§ **Task to complete**
Recast the records as a Markdown table with two columns, Row (a running number) and Line (the line itself), beginning at the line containing "this form: (92,85)." and continuing through the end of the records. Omit blank lines.
— BEGIN Material shown —
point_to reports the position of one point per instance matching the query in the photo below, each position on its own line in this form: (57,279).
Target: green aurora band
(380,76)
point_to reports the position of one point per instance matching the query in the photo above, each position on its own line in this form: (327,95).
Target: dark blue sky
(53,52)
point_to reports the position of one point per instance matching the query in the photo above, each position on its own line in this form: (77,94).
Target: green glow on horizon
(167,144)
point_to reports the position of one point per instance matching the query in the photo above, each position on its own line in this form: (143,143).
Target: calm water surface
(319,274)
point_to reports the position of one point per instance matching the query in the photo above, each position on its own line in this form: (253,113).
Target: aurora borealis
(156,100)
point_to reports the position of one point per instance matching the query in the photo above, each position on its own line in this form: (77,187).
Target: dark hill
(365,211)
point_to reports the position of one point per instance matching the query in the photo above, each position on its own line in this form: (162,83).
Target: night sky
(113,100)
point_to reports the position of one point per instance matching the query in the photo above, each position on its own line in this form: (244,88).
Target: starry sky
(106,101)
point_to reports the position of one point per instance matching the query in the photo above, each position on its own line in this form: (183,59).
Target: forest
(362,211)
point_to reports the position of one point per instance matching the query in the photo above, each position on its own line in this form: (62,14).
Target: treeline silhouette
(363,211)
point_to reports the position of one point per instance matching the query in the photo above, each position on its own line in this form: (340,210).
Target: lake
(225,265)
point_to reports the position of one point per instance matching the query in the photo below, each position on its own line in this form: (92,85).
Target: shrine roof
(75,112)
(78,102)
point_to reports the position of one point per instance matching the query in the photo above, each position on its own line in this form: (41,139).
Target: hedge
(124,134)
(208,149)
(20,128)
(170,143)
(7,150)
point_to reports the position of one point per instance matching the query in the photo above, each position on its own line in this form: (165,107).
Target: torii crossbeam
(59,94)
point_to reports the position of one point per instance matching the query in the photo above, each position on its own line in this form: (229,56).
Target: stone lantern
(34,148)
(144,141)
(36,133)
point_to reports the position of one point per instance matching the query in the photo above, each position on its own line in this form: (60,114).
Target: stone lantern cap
— END Material shown —
§ **Response for this exercise**
| Row | Line |
|---|---|
| 1 | point_to reports the position of one point per instance matching the query in the photo below, each position on its own line in this form: (92,85). |
| 2 | Target: shrine roof |
| 3 | (75,112) |
| 4 | (78,102) |
| 5 | point_to reports the position of one point per instance matching the query in the photo above, each position on its own line in this form: (41,139). |
| 6 | Target: hedge |
| 7 | (124,134) |
| 8 | (208,149) |
| 9 | (20,128) |
| 10 | (170,143) |
| 11 | (7,150) |
| 12 | point_to reports the position of one point per instance matching the query in the photo above, each position on its own line in this form: (165,107). |
| 13 | Target: torii crossbeam |
| 14 | (59,94) |
| 15 | point_to reports the position of one point per instance matching the query in the photo above, each position on its own line in this form: (229,56). |
| 16 | Target: stone lantern |
| 17 | (34,148) |
| 18 | (144,141) |
| 19 | (36,133) |
| 20 | point_to reports the position of one point per instance matching the query in the photo above, each position on its own line in this form: (60,114). |
| 21 | Target: stone lantern cap |